> **Objetivo**
Transcreva integralmente, sem qualquer alteração, o texto de apoio à pregação sobre Isaías 55.10-13 apresentado a seguir.

> **Trecho da fonte**
——————————
A Palavra não voltará vazia!
Proclamar Libertação – Volume 44
Prédica: Isaías 55.10-13
Leituras: Mateus 13.1-9, 18-23 e Romanos 8.1-11
Autoria: Humberto Maiztegui Gonçalves
Data Litúrgica: 6° Domingo após Pentecostes
Data da Pregação: 12/07/2020
1. Introdução
Sempre que nos deparamos com as três leituras para cada domingo, tentamos descobrir a ligação entre os textos ali indicados. Essa questão nem sempre é tão evidente. Nesse domingo há uma ligação mais forte entre a leitura de Mateus, na parábola do semeador, e o texto da pregação. Ambos apresentam a interação entre a palavra de Deus e a terra que a recebe gerando frutos. Já a ligação com o texto da Carta aos Romanos não parece tão evidente. A chave pode estar em Romanos 8.6, onde se usa a palavra grega fronēma. O significado desse termo pode ser “mente” ou “mentalidade”, como de fato a tradução de Almeida indica em 8.27: aquele que sonda os corações sabe qual é a mente do Espírito. Sendo assim, podemos entender Romanos 8.6 a partir de dois sentidos em conflito: o da carne (cuja mentalidade é de morte) e o do Espírito (cuja mentalidade é de vida e paz). Aplicando isso a Isaías 55.10-13 e Mateus 13.1-9,18-23, poderíamos dizer que a ação da Palavra revela a vida e a paz e, portanto, a ação produtiva da Palavra revela a presença do Espírito (solidário/comunitário) e denuncia a ação da carne (individualista/egoísta). Assim, o sentido geral das leituras seria que a finalidade da Palavra é revelar a vontade – mentalidade ou caráter – vivificadora e pacificadora de Deus na história humana. Vejamos mais profundamente essa relação no texto da pregação.
——————————
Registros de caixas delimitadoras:
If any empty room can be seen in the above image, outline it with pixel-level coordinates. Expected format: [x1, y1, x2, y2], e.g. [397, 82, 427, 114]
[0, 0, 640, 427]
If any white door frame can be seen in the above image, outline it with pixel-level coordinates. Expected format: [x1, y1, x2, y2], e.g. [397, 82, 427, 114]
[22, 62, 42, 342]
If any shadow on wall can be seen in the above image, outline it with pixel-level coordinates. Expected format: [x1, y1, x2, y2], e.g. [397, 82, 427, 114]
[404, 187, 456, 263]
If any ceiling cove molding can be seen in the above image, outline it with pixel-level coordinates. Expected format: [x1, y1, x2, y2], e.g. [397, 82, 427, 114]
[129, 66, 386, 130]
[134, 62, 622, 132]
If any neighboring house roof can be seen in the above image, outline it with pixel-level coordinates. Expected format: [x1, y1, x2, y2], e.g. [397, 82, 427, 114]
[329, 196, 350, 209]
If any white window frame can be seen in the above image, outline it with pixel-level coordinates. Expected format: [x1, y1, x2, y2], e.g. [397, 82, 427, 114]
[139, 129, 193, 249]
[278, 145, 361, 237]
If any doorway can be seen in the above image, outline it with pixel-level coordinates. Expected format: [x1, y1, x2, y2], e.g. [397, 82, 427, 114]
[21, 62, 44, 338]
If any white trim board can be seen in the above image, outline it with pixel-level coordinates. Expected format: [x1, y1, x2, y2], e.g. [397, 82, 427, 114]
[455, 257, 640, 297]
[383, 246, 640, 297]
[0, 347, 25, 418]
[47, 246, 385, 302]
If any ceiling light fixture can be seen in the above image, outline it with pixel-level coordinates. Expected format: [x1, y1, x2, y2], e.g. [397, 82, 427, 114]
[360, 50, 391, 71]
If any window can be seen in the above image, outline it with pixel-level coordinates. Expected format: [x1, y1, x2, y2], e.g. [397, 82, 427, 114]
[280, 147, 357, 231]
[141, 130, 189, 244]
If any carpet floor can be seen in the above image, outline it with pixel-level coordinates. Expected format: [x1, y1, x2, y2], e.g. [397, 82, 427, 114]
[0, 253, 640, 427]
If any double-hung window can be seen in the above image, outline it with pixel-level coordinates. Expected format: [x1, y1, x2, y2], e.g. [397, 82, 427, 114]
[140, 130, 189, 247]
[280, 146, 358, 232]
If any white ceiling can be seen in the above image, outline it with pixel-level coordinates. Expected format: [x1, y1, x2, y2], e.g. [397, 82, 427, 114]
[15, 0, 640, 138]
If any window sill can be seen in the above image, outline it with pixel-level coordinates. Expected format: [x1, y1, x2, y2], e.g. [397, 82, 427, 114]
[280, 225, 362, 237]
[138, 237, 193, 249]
——————————
> **Resultado final**
A Palavra não voltará vazia!
Proclamar Libertação – Volume 44
Prédica: Isaías 55.10-13
Leituras: Mateus 13.1-9, 18-23 e Romanos 8.1-11
Autoria: Humberto Maiztegui Gonçalves
Data Litúrgica: 6° Domingo após Pentecostes
Data da Pregação: 12/07/2020
1. Introdução
Sempre que nos deparamos com as três leituras para cada domingo, tentamos descobrir a ligação entre os textos ali indicados. Essa questão nem sempre é tão evidente. Nesse domingo há uma ligação mais forte entre a leitura de Mateus, na parábola do semeador, e o texto da pregação. Ambos apresentam a interação entre a palavra de Deus e a terra que a recebe gerando frutos. Já a ligação com o texto da Carta aos Romanos não parece tão evidente. A chave pode estar em Romanos 8.6, onde se usa a palavra grega fronēma. O significado desse termo pode ser “mente” ou “mentalidade”, como de fato a tradução de Almeida indica em 8.27: aquele que sonda os corações sabe qual é a mente do Espírito. Sendo assim, podemos entender Romanos 8.6 a partir de dois sentidos em conflito: o da carne (cuja mentalidade é de morte) e o do Espírito (cuja mentalidade é de vida e paz). Aplicando isso a Isaías 55.10-13 e Mateus 13.1-9,18-23, poderíamos dizer que a ação da Palavra revela a vida e a paz e, portanto, a ação produtiva da Palavra revela a presença do Espírito (solidário/comunitário) e denuncia a ação da carne (individualista/egoísta). Assim, o sentido geral das leituras seria que a finalidade da Palavra é revelar a vontade – mentalidade ou caráter – vivificadora e pacificadora de Deus na história humana. Vejamos mais profundamente essa relação no texto da pregação.